**What you are asked to do:**
Pull out every line in the entries below that contains the string "middle", matching case exactly.

**Location annotation dataset excerpts:**
┌────────

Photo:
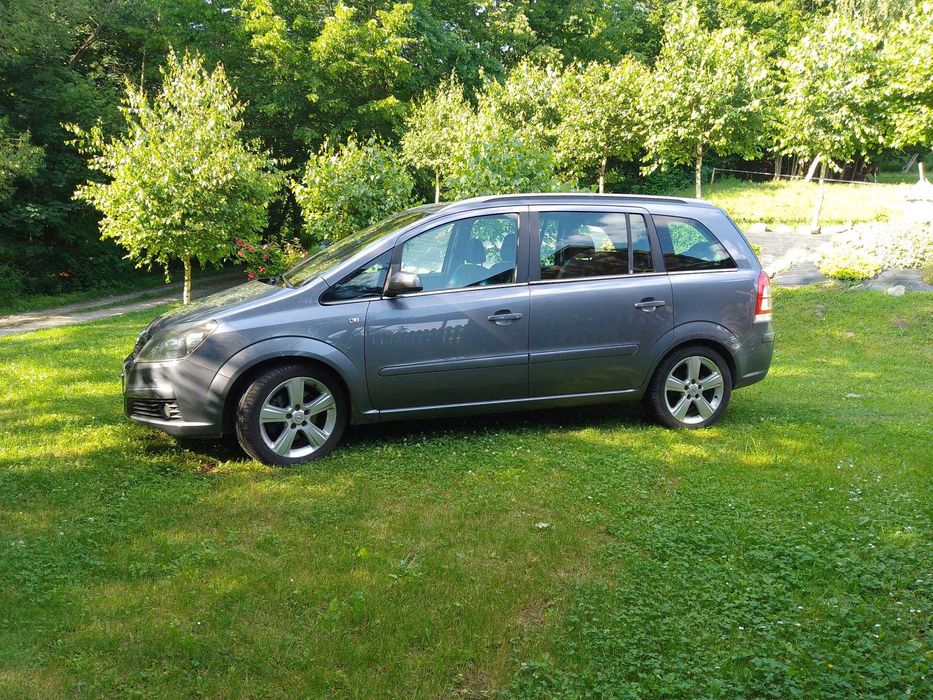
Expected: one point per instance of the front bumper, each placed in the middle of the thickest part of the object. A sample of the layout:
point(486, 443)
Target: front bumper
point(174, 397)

└────────
┌────────

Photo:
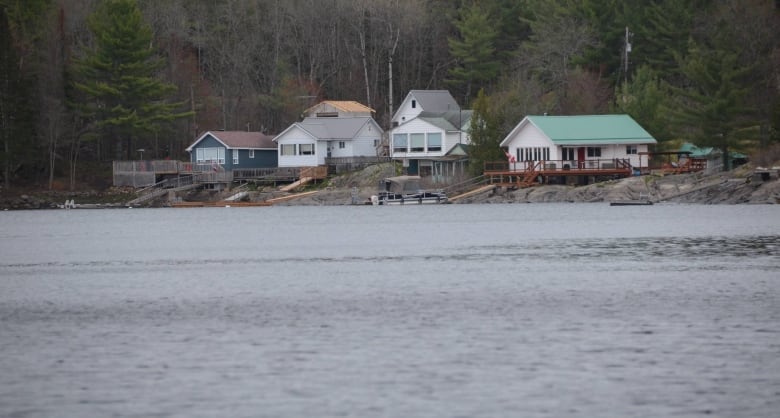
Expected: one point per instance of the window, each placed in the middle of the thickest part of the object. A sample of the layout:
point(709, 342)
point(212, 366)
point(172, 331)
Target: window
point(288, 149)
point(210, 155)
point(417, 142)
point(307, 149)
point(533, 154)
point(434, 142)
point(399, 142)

└────────

**Result of the exercise:**
Expected: one point per instance of the front bumper, each placed in the middle of the thickest part of the object. A sample of the layout:
Expected: one point per instance of the window, each placed in the middle of the thickest part of the object. A sample of the layout:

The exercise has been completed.